● **Фрагмент документа**:
+++++

В этом согласном хоре не выделялись почти ничьи голоса, кроме, может быть, одного только Батюшкова (баснописец Крылов не в счет). Вот как он описывает переход русских войск через Неман:

Снегами погребен, угрюмый Неман спал.

Равнину льдистых вод и берег опустелый

И на брегу покинутые селы

Туманный месяц озарял.

Все пусто... Кое-где на снеге труп чернеет,

И брошенных костров огонь, дымяся, тлеет,

И хладный, как мертвец,

Один среди дороги,

Сидит задумчивый беглец

Недвижим, смутный взор вперив на мертвы ноги.

И всюду тишина... И се, в пустой дали

Сгущенных копий лес возникнул из земли!

Он движется. Гремят щиты, мечи и брони,

И грозно в сумраке ночном

Чернеют знамена, и ратники, и кони:

Несут полки славян погибель за врагом,

Достигли Немана - и копья водрузили.

+++++

● **Данные**:
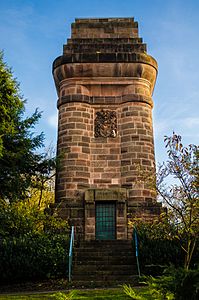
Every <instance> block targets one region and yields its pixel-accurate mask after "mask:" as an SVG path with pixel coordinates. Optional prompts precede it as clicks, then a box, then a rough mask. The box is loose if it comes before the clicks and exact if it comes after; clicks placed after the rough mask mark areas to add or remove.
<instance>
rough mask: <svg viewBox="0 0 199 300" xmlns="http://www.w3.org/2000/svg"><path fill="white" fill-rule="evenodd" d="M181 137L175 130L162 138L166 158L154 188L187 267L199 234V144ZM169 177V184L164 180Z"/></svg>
mask: <svg viewBox="0 0 199 300" xmlns="http://www.w3.org/2000/svg"><path fill="white" fill-rule="evenodd" d="M181 141H182V137H181V136H180V135H177V134H175V133H173V135H172V136H171V137H166V138H165V142H166V148H167V149H168V150H167V153H168V160H167V162H165V163H164V164H162V165H161V166H160V168H159V171H158V176H157V185H156V189H157V192H158V194H159V196H160V199H161V200H162V201H163V202H164V203H165V204H166V206H167V207H168V213H169V216H170V220H171V221H172V222H173V223H174V224H175V225H176V227H177V234H178V238H179V240H180V242H181V247H182V249H183V250H184V252H185V262H184V267H185V269H189V266H190V262H191V259H192V255H193V252H194V250H195V247H196V244H197V242H198V237H199V147H198V146H196V145H189V146H188V147H185V146H183V144H182V142H181ZM168 178H172V180H173V183H172V184H169V185H168V184H167V183H166V181H167V182H168V181H170V180H171V179H170V180H168ZM171 182H172V181H171Z"/></svg>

+++++

● **Задание**: Продолжите текст о стихах Батюшкова про переход русских войск через Неман. Начните сразу после стиха «Достигли Немана - и копья водрузили».

● **Ответ**:
Громкая и архаическая военная риторика, вторгаясь неожиданно после сумрачных интонаций, звучащих в начале стихотворения, как бы разламывает его на две половины. Любил такие резкие сломы стилистики и Карамзин, конечно, уступавший Батюшкову в поэтической одаренности - но не в литературной технике. "Военная песнь" Карамзина, включенная в эту Антологию, строится по обратной схеме, чем "Переход через Неман" Батюшкова. Она написана в связи со Шведской войной 1788 года и начинается подчеркнуто традиционно. Громозвучный слог не был естественным стилем для Карамзина, тяготевшего в поэзии скорее к мягкому, сентиментальному, идиллическому звучанию, но при желании он мог мастерить весьма совершенные подражания этому слогу:

Туда, где знамя брани веет,

Туда, где гром войны гремит,

Где воздух стонет, солнце меркнет,

Земля дымится и дрожит;

Где жизнь бледнеет и трепещет;

Где злобы, клятвы, ада дщерь,

Где смерть с улыбкой пожирает

Тьмы жертв и кровь их жадно пьет,

Туда спеши, о сын России!

Все это стихотворение выдержано в подобных интонациях; но концовка его сразу же меняет всю картину. После призывов "бросать стрелы грома" и "всех губить" неожиданно следует строфа:

Губи! - Когда же враг погибнет,

Сраженный храбростью твоей,

Смой кровь с себя слезами сердца:

Ты ближних, братий поразил!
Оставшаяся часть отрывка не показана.